:: Excerpt to read

My goal was to feed the data to my script through standard input. I’d choose the location and year on the USNO site, copy the text that appears on the followup page,

and then pipe the text on the clipboard to my script via pbpaste:

pbpaste | sunplot

The result would be a PNG file in the current working directory, named according to the location and year—in this case, Chicago, IL-2023.png.

As you can see, I’ve added the name and year as a title in the upper left corner and the latitude and longitude in the lower right corner. Also, the curves are labeled at their peaks or valleys, as appropriate. As before, the main curves are given in Standard Time (as the USNO presents it in its tables) and the curves associated with the darker yellow are given in Daylight Saving Time.

Here’s the code for sunplot:

python:
  1:  #!/usr/bin/env python
  2:  
  3:  import sys
  4:  import re
  5:  from dateutil.parser import parse
  6:  from datetime import datetime
  7:  from datetime import timedelta
  8:  from matplotlib import pyplot as plt
  9:  import matplotlib.dates as mdates
 10:  from matplotlib.ticker import MultipleLocator, FormatStrFormatter
 11:  
 12:  
 13:  # Functions
 14:  
 15:  def headerInfo(header):
 16:    "Return location name, coordinates, and year from the USNO header lines."
 17:  
 18:    # Get the place name from the middle of the top line
 19:    left = 'o  ,    o  ,'
 20:    right = 'Astronomical Applications Dept.'
 21:    placeName = re.search(rf'{left}(.+){right}', header[0]).group(1).strip()
 22:  
 23:    # If the place name ends with a comma, a space, and a pair of capitals,
 24:    # assume it's in location, ST format and capitalize the location while
 25:    # keeping the state as all uppercase. Otherwise, capitalize all the words.
 26:    if re.match(r', [A-Z][A-Z]', placeName[-4:]):
 27:      placeParts = placeName.split(', ')
 28:      location = ', '.join(placeParts[:-1]).title()

::::
:: Dataset excerpts

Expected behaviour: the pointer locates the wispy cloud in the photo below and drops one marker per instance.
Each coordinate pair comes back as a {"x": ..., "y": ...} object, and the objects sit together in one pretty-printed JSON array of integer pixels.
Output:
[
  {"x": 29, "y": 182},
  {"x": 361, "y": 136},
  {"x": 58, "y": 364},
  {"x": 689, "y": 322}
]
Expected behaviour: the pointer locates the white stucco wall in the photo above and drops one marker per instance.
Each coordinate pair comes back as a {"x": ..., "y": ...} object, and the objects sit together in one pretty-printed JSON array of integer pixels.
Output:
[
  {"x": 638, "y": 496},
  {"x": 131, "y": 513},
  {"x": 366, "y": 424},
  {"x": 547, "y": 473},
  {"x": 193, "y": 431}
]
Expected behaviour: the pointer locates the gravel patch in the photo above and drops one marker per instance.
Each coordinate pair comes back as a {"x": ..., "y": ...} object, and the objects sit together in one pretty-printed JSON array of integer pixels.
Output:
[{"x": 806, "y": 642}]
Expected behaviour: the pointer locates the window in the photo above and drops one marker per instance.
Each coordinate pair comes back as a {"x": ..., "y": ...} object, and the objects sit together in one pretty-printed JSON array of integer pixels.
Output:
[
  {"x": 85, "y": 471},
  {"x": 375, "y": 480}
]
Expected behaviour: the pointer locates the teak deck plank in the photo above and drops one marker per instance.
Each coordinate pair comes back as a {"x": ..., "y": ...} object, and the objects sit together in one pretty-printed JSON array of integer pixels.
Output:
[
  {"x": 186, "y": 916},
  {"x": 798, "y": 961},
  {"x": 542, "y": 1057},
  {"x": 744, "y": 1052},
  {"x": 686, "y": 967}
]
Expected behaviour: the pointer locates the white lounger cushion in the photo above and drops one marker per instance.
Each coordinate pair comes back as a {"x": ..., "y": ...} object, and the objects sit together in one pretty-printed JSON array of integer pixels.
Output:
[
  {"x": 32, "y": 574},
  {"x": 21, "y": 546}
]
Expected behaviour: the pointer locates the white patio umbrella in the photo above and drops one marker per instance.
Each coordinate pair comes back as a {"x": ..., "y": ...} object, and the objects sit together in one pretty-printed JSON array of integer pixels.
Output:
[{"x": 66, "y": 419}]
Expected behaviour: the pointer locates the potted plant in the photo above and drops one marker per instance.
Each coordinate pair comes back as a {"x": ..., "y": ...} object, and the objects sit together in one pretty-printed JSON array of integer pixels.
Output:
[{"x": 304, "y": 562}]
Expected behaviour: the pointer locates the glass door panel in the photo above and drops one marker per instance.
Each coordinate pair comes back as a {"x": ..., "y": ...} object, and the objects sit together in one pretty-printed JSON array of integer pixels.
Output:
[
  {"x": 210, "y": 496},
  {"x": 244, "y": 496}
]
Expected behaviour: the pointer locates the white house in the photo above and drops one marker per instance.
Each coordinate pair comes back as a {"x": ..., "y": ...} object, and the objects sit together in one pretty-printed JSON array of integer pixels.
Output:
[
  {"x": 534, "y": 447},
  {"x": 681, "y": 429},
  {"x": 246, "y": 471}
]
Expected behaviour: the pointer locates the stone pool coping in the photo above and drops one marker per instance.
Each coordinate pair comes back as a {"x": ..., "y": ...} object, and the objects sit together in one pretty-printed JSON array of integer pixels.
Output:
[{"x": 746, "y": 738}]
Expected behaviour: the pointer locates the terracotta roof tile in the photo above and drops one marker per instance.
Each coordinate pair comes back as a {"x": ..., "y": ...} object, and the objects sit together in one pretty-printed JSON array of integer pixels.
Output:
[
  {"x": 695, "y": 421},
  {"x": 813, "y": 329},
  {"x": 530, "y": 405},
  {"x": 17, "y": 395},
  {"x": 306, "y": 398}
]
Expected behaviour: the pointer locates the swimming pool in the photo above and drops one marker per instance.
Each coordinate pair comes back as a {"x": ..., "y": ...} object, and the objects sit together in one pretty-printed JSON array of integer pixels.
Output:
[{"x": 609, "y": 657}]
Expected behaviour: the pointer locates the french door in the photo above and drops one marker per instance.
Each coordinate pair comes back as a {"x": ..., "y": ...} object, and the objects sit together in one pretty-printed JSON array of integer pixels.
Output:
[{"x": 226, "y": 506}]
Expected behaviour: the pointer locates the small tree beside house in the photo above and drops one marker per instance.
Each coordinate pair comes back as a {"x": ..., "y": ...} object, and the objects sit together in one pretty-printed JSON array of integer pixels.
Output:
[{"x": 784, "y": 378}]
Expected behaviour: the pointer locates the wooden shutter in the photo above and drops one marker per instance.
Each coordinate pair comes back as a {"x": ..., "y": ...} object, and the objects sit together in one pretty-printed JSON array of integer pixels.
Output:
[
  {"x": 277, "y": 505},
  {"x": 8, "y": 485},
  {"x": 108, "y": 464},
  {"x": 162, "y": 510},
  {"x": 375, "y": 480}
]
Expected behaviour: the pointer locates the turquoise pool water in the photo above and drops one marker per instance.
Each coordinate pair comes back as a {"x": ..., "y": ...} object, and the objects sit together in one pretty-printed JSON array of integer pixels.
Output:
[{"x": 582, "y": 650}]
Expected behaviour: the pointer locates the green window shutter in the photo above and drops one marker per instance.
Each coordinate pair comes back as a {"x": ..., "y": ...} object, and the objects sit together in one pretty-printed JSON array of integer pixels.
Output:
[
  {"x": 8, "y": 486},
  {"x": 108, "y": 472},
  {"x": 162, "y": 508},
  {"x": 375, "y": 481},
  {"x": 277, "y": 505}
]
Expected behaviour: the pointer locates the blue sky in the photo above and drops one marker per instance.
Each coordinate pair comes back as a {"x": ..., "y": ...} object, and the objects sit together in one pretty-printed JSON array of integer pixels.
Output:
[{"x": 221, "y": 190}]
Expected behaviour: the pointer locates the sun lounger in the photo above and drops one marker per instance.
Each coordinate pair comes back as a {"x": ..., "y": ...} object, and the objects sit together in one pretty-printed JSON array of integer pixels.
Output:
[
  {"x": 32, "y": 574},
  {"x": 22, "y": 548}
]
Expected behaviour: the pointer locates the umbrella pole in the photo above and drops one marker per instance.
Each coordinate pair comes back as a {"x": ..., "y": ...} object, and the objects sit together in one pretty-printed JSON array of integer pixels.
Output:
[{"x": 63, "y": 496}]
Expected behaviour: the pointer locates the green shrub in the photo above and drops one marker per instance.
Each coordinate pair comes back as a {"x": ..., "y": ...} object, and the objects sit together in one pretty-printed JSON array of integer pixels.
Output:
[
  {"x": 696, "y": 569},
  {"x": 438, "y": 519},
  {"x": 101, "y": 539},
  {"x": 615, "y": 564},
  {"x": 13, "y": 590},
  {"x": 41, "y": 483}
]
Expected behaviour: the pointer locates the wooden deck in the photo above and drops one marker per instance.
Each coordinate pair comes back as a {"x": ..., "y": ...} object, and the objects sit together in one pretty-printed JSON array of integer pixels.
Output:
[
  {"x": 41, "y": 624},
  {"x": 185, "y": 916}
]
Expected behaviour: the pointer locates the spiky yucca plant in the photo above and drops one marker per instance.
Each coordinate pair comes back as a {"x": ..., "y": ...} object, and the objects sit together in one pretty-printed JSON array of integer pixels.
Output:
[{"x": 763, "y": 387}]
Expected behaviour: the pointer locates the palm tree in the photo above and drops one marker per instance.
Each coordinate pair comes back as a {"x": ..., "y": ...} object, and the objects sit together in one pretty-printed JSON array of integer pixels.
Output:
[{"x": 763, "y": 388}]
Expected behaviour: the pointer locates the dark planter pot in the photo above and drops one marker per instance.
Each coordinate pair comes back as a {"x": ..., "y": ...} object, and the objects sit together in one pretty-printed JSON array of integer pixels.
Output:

::::

Problems:
a - Transcribe everything in the sunplot excerpt from "and then pipe" down to "Daylight Saving Time.".
b - Answer the following about the sunplot excerpt:
(i) What command line is used to send the clipboard text to the script?
(ii) In which corner of the plot do the latitude and longitude appear?
(iii) In what time are the main curves given?

Answers:
a -
and then pipe the text on the clipboard to my script via pbpaste:

pbpaste | sunplot

The result would be a PNG file in the current working directory, named according to the location and year—in this case, Chicago, IL-2023.png.

As you can see, I’ve added the name and year as a title in the upper left corner and the latitude and longitude in the lower right corner. Also, the curves are labeled at their peaks or valleys, as appropriate. As before, the main curves are given in Standard Time (as the USNO presents it in its tables) and the curves associated with the darker yellow are given in Daylight Saving Time.

b -
(i) pbpaste | sunplot
(ii) The lower right corner.
(iii) Standard Time.